> Annotated photo localization data
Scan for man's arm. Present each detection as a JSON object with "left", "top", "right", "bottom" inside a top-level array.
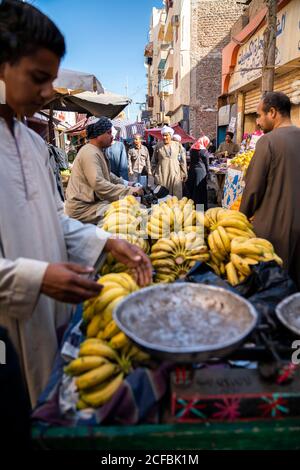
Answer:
[
  {"left": 145, "top": 147, "right": 152, "bottom": 176},
  {"left": 127, "top": 149, "right": 133, "bottom": 175},
  {"left": 240, "top": 137, "right": 272, "bottom": 219}
]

> Problem details
Leave out the pictures and copy every record above exactly.

> Solved problem
Scan for man's arm. Present each detection as a JSON object with "left", "top", "right", "bottom" inside a top-level array.
Answer:
[
  {"left": 145, "top": 147, "right": 152, "bottom": 176},
  {"left": 127, "top": 149, "right": 133, "bottom": 175},
  {"left": 240, "top": 137, "right": 272, "bottom": 219}
]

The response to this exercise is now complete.